TASK TO COMPLETE: In the homebrewing thread, why does the recipe's writer plan to add only half the extract before the hops and the other half with about 10–15 minutes left in the boil? Answer in one to three sentences.

I picked up 2 lbs of Santiam hops from a startup brewery here in Chicago. I want to play around with them a bit. I want to start with a simple lawnmower beer and then maybe make a session or kolsch next. Here is my simple pale ale or lawnmower beer recipe.

Fermentables
6 lb LME - Briess Pulsen Light

Steeping Grains
Amount Fermentable °L
.05 lb American - Caramel / Crystal 10L

Hops:
Amount Variety Type AA time ibu
1 oz Santiam Pellet 6.5Boil 60 min 22.64
1 oz Santiam Pellet 6.5 Boil 20 min 13.71
2 oz Santiam Pellet 6.5 Boil 5 min 8.2

Yeast
dry yeast Safale us-05

I am planning on only putting half the extract in before hops and then putting second in at around 10-15 minutes left in boil to help with keeping color light.

Any input or suggestions are welcome, thanks.
 
I have made about 6 kits and want to expand on my brewing with out going all grain. I usually work 50-60 hours a week so extract saves me time on brew day.

I picked up 2 lbs of Santiam hops from a startup brewery here in Chicago. I want to play around with them a bit. I want to start with a simple lawnmower beer and then maybe make a session or kolsch next. Here is my simple pale ale or lawnmower beer recipe.

Fermentables
6 lb LME - Briess Pulsen Light

Steeping Grains
Amount Fermentable °L
.05 lb American - Caramel / Crystal 10L

Hops:
Amount Variety Type AA time ibu
1 oz Santiam Pellet 6.5Boil 60 min 22.64
1 oz Santiam Pellet 6.5 Boil 20 min 13.71
1 oz Santiam Pellet 6.5 Boil 5 min 4.51

Yeast
dry yeast Safale us-05

I am planning on only putting half the extract in before hops and then putting second in at around 10-15 minutes left in boil to help with keeping color light.

Any input or suggestions are welcome, thanks.

You only think that extract saves you time on brew day because nobody has taught you different. I'll brew an all grain in the same time as you do an extract with steeping grains. The key is to eliminate the time consuming parts and streamline the rest. Mashing for an hour, sparging for another 10 after doing a 10 minute mashout and waiting for it all to drain takes time.

I've learned to do BIAB and mill my own grains. My mash takes 30 minutes or less because I don't have to wait for the grain particles to wet through like in a conventional tun. Sparging is done while the first runnings is heating up so there is no extra time there. Squeeze out all the wort in the bag of grains and my efficiency tends to be 85% or better. I usually have my mash done in the time people normally steep the grains. From that point on everything is the same except that I have the full volume for the boil so chilling may take a little longer.
 
Looks good to me. Let us know how it turns out. I'm not familiar with the hops you're using.

Sent from my Z796C using Home Brew mobile app
 
You only think that extract saves you time on brew day because nobody has taught you different. I'll brew an all grain in the same time as you do an extract with steeping grains. The key is to eliminate the time consuming parts and streamline the rest. Mashing for an hour, sparging for another 10 after doing a 10 minute mashout and waiting for it all to drain takes time....

I am an extract brewer for the time savings as well. This ^^^ is interesting.

OP:: It sounds like you're gonna brew what you're looking for with that recipe.

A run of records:
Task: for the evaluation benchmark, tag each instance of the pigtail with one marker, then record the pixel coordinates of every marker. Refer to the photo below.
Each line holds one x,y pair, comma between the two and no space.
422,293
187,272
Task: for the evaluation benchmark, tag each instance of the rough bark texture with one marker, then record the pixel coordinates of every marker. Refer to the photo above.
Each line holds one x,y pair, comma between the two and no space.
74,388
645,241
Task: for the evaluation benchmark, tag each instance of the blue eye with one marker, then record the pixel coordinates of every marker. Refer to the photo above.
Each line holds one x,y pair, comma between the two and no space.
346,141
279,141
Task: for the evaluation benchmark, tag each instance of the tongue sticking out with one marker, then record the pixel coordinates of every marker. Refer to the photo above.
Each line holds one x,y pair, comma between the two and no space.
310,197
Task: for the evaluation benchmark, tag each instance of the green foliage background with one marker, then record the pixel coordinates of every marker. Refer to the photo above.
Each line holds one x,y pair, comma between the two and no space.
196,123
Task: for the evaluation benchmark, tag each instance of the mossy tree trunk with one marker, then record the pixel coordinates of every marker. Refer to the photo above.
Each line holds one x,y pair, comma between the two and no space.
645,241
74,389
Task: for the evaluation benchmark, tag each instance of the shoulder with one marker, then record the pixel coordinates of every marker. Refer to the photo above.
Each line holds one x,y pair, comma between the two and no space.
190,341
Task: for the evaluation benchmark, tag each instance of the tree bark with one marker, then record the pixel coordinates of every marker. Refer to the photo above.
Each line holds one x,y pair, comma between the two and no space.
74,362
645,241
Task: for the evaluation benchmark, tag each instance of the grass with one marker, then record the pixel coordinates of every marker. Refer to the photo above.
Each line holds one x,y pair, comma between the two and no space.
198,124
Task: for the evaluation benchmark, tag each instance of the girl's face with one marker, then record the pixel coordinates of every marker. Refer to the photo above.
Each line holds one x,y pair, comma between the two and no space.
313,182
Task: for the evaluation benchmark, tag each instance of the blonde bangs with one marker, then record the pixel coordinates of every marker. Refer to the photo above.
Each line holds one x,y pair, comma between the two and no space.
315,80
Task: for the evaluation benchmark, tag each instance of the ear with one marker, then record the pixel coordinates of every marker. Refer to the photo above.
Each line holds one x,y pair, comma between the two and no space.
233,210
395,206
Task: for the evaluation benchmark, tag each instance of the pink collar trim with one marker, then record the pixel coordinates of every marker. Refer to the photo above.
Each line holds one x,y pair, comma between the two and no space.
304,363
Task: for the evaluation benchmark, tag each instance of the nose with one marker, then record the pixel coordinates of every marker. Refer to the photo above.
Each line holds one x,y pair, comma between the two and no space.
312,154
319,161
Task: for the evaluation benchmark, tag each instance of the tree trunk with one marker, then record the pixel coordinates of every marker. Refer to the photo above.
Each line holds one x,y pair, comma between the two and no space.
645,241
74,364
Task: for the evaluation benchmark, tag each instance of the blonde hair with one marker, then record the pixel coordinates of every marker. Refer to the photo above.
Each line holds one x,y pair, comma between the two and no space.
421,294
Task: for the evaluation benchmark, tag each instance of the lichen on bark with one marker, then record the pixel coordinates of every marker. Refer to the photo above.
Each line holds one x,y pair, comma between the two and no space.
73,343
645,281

RESULT: Adding the second half of the extract late in the boil is meant to help keep the beer's color light.